### DOKUMENTTEXT
# phpmyadmin setup.php



## buzzer7 (6. Dez. 2009)

Hey!
Hab da mal ne Verständnisfrage. Habe noch nicht näher nachgeforscht (ausser Foren Suche hier) und wahrscheinlich ist es auch ne dumme Frage aber ist es richtig dass man phpmyadmin/scripts/setup.php standardmäßig ohne Authentifizierung ansurfen kann?
Ist das bedenklos oder muss ich mich jetzt schlau machen um das Loch zu stopfen?

Sorry für eine vielleicht dumme Frage.

DANKE!


----------



## Quest (7. Dez. 2009)

Stimmt, kann man.
Ich hab in das scripts-Verzeichnis eine .htaccess Datei geschmissen um da noch eine Passwortabfrage vorzuschalten.

### Quelleinträge
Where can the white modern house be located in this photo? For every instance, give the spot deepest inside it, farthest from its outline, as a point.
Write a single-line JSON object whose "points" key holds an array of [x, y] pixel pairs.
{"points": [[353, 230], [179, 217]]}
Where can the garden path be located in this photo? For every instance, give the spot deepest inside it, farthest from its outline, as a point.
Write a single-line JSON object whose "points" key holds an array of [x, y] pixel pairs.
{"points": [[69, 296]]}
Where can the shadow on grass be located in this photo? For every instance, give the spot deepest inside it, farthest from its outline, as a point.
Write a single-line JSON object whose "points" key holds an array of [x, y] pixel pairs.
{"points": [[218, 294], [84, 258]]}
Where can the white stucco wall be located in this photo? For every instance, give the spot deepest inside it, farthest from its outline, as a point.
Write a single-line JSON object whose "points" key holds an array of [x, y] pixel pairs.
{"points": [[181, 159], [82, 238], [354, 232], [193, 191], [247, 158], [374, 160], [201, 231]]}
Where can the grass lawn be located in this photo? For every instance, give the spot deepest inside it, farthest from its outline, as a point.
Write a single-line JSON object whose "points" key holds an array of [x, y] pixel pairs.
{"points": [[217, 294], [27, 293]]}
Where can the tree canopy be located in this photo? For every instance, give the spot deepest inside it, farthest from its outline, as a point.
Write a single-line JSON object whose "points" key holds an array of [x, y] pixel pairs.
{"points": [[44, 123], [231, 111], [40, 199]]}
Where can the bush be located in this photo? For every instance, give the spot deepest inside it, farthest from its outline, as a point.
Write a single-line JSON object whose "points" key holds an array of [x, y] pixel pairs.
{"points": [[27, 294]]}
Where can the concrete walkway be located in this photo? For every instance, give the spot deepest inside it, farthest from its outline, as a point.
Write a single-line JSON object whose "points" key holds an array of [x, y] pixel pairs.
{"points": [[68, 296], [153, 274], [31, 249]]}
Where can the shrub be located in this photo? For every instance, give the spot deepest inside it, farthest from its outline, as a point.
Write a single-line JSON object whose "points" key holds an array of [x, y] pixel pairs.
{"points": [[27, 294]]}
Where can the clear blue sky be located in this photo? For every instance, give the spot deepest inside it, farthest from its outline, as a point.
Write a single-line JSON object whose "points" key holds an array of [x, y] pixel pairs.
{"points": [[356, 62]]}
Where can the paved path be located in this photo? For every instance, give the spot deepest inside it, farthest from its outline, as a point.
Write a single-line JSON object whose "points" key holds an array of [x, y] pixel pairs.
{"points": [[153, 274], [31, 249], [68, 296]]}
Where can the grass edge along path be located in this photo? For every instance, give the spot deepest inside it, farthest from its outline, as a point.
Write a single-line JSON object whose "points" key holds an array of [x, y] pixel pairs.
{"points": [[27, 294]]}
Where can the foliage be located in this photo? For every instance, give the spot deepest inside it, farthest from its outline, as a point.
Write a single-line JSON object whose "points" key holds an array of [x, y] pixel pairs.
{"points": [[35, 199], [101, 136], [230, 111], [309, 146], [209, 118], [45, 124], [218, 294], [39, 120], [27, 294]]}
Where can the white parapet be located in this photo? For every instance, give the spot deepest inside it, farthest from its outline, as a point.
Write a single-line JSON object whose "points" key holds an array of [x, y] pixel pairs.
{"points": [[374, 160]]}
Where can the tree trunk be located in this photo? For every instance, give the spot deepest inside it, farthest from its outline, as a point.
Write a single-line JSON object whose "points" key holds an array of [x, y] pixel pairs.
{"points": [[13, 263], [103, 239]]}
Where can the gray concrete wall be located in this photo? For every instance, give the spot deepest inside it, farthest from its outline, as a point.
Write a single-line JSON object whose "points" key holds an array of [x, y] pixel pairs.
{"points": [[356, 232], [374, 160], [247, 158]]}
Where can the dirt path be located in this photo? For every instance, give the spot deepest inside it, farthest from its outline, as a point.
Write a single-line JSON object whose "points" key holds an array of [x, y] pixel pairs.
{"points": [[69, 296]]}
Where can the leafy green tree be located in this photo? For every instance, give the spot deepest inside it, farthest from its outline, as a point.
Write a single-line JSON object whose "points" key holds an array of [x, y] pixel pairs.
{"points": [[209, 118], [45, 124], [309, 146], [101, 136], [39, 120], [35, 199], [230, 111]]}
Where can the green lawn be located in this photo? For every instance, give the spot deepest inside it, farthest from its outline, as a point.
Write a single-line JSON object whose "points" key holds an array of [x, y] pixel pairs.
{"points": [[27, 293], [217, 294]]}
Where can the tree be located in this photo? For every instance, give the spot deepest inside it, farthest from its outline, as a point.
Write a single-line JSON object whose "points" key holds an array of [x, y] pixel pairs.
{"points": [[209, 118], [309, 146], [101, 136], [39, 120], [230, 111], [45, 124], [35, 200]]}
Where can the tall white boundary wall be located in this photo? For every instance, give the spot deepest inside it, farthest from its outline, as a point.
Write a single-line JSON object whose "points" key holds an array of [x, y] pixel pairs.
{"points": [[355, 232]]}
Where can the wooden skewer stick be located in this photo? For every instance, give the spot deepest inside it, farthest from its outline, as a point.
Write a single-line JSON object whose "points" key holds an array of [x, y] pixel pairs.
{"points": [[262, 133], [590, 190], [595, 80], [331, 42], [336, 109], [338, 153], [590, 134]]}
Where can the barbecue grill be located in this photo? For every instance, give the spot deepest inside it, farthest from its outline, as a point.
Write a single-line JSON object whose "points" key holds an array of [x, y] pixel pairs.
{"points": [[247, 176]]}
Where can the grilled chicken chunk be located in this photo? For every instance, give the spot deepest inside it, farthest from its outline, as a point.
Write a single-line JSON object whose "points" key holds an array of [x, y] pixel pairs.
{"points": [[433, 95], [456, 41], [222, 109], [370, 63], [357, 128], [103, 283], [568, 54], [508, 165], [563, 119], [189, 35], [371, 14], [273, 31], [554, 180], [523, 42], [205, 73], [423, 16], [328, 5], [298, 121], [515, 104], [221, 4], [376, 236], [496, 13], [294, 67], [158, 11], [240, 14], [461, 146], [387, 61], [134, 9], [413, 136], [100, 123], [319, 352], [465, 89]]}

### AUFGABEN
**A)** Tippe aus dem Thread zur phpMyAdmin-setup.php den Abschnitt wortgetreu ab, der mit den Worten um „## buzzer7 (6.“ beginnt und mit „Loch zu stopfen?“ schließt.
**B)** Wie geht der Thread zur phpMyAdmin-setup.php nach seinem letzten Satz weiter? Schreibe die Fortsetzung.
Die Einträge werden hierfür nicht gebraucht.

### ANTWORTEN JE AUFGABE
**A)**
## buzzer7 (6. Dez. 2009)

Hey!
Hab da mal ne Verständnisfrage. Habe noch nicht näher nachgeforscht (ausser Foren Suche hier) und wahrscheinlich ist es auch ne dumme Frage aber ist es richtig dass man phpmyadmin/scripts/setup.php standardmäßig ohne Authentifizierung ansurfen kann?
Ist das bedenklos oder muss ich mich jetzt schlau machen um das Loch zu stopfen?

**B)**
----------



## Falcon37 (7. Dez. 2009)

Hab jetzt mal an 3 Servern von mir getestet, bei 2n kommt der Text "phpMyAdmin Setup" und es wird nach einem Nick + Passwort gefragt, und ich habe keine .htaccess (bewusst) vorgeschaltet ... Ich glaub es ist besser wenn man das Verzeichnis mit einer .htaccess schützt falls keine vorhanden ist.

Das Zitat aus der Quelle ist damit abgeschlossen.